__Texte source__
***
# accented upper case, accents on capitals / accents sur les majuscules, capitales accentuées



## Nocciolina

*Moderator note:* multiple threads merged to create this one.
If you are wondering how to go about typing accents on capital letters, please see our sticky.

Hello,

 le Canada et les Etats-Unis

I remember, from when I was studying French at school, being told upper case letters do not take accents but I frequently see États-Unis, so which is it to be?

thanks!


----------



## Benjy

we had a discussion on this recently. the "best" style is to mettre les accents but you have the choice so as to speak.


----------



## la grive solitaire

Benjy said:
			
		

> we had a discussion on this recently


I think that it might be here.


----------



## Agnès E.

It is correct! it is even strongly advised... 
See one of the stickies at the top of the French-English forum's main page; you will find all the necessary typing codes to be used.


----------



## Gil

May I mention that the Académie française agrees with Agnès E.

An extract is cited below.  Read the complete statement here: http://www.academie-francaise.fr/langue/questions.html#accentuation


> Quant à l’utilisation des accents sur les majuscules, il est malheureusement manifeste que l’usage est flottant. [...] Il convient cependant d’observer qu’en français, l’accent a pleine valeur orthographique. Son absence ralentit la lecture, fait hésiter sur la prononciation, et peut même induire en erreur. On veille donc, en bonne typographie, à utiliser systématiquement les capitales accentuées, y compris la préposition À, comme le font bien sûr tous les dictionnaires [...]



So does the _Office québecoise de la langue française_, here in the BDL.


----------



## timpeac

Gil said:
			
		

> May I mention that the Académie française agrees with Agnes E
> 
> http://www.academie-francaise.fr/langue/questions.html#accentuation


 
Contrary to the apparent preferences of you natives, I had always preferred the look of the capital letters without accents. Having read this thread, [...], I was rather disheartened but the fact that all these people whose opinion I value preferred their addition - thinking I would have to start putting accents on capitals as necessary.

However, now I know that the académie française prefers accents to be added it is with a clear and easy, nay, happy mind that I will go on not adding them! (the decision not to capitalise "académie", however, was entirely my own! )


----------



## somody

Je ne sais pas si c'est vrai ou faux, mais mon professeur a dit qu'il ne faut pas mettre des accents sur des lettres majuscules (au début de la phrase).  Elle a dit c'est parce que quand il y avait des presses d'imprimerie, il n'y a avait pas assez de place pour mettre les accents.

Est-ce que c'est vrai ou faux?

Merci,

Christian


----------



## geve

C'est une très bonne question ! que je continue à me poser... 
L'explication des caractères d'imprimerie semble plausible. Mais alors, maintenant que nous avons des technologies qui permettent la présence d'accent, faut-il changer notre façon d'écrire ??
***
__Exercices à traiter__
A) D'après l'extrait de l'Académie française cité dans le fil de discussion sur les majuscules accentuées, quels effets a l'absence d'accent ?
B) Modifiez le fil de discussion sur les majuscules accentuées : recopiez le passage allant de "L'explication des caractères" jusqu'à "façon d'écrire ??" inclus, en remplaçant "plausible" par "convaincante".
C) Poursuivez le fil de discussion sur les majuscules accentuées à la suite de son dernier message.
Les entrées n'interviennent pas ici.

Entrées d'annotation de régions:
***
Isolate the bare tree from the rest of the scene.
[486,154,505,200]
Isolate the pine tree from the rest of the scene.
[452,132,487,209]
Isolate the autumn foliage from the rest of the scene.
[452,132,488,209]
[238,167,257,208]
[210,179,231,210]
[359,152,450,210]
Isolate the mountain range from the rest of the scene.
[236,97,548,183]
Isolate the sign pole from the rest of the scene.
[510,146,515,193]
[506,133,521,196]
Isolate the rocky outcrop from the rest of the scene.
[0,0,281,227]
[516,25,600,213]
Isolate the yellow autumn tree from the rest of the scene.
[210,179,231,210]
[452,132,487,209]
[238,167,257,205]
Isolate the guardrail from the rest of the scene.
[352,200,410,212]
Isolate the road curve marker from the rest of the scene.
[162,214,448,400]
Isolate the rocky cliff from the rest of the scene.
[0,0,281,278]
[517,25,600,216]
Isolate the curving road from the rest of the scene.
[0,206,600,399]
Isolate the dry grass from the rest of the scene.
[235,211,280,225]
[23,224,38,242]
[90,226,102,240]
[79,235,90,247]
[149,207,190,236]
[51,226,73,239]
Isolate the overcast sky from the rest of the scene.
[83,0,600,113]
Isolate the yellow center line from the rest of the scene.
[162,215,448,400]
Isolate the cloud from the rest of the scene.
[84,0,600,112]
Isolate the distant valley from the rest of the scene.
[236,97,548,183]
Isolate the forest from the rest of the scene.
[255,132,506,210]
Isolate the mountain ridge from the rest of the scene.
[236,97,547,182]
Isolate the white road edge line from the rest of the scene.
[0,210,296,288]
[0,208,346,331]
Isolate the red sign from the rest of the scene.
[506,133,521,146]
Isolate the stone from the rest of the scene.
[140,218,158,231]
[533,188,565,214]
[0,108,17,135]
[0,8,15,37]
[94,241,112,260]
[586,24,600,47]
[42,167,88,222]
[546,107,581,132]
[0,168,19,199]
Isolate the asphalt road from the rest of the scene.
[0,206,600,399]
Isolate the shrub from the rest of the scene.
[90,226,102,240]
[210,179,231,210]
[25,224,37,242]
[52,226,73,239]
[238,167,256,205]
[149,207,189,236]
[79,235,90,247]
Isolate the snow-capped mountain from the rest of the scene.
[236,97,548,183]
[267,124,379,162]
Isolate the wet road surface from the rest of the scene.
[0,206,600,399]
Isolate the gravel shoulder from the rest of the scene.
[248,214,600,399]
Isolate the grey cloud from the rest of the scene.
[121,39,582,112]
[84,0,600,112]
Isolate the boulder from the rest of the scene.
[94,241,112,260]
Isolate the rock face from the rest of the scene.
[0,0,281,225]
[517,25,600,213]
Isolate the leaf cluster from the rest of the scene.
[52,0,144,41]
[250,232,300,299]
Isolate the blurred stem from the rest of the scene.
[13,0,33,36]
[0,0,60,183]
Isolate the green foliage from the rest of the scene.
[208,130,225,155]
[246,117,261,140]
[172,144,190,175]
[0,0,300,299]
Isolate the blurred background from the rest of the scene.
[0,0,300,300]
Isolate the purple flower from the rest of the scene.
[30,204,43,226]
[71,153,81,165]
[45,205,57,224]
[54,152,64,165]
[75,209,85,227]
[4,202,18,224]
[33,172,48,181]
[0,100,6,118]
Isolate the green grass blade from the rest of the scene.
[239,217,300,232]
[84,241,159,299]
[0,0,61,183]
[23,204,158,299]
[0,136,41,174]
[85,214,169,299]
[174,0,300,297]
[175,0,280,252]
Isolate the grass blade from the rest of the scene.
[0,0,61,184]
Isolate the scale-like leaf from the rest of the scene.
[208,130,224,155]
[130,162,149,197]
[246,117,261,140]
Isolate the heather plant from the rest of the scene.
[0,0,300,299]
***
__Réponses aux exercices__
A) Elle ralentit la lecture, fait hésiter sur la prononciation et peut même induire en erreur.

B)
L'explication des caractères d'imprimerie semble convaincante. Mais alors, maintenant que nous avons des technologies qui permettent la présence d'accent, faut-il changer notre façon d'écrire ??

C)
La question n'est pas tranchée, comme le montre cet exemple : dans la dernière version du plus gros fabricant de logiciels PC (je ne citerai pas de nom  ), le traitement de texte enlève les accents des majuscules. Mais l'outil de diaporama les laisse, et même, le correcteur d'orthographe les remet si on les enlève... Eux non plus n'ont pas choisi !


----------



## somody

C'est vrai.  _Microsoft Word_ nous forçons de mettre des accents sur des majuscules, alors nous les mettons.


----------



## xav

Somody, l'explication donnée par ta prof est exacte, même si on nous enseignait à ne pas mettre d'accents sur les majuscules lorsque nous écrivions à la main.

Aujourd'hui, nous avons la possibilité d'en mettre et de plus en plus de gens le font, bien que ce ne soit pas très facile (les claviers en français portent les minuscules avec accents, mais pour les majuscules il faut aller chercher les caractères spéciaux).

Pour ma part, j'en mets... quand j'ai le courage ! Je sais que É = Alt 144, mais je ne sais pas faire le è majuscule... et je n'arrive pas à faire Alt 144 sur un micro-ordinateur portable !


----------



## Agnès E.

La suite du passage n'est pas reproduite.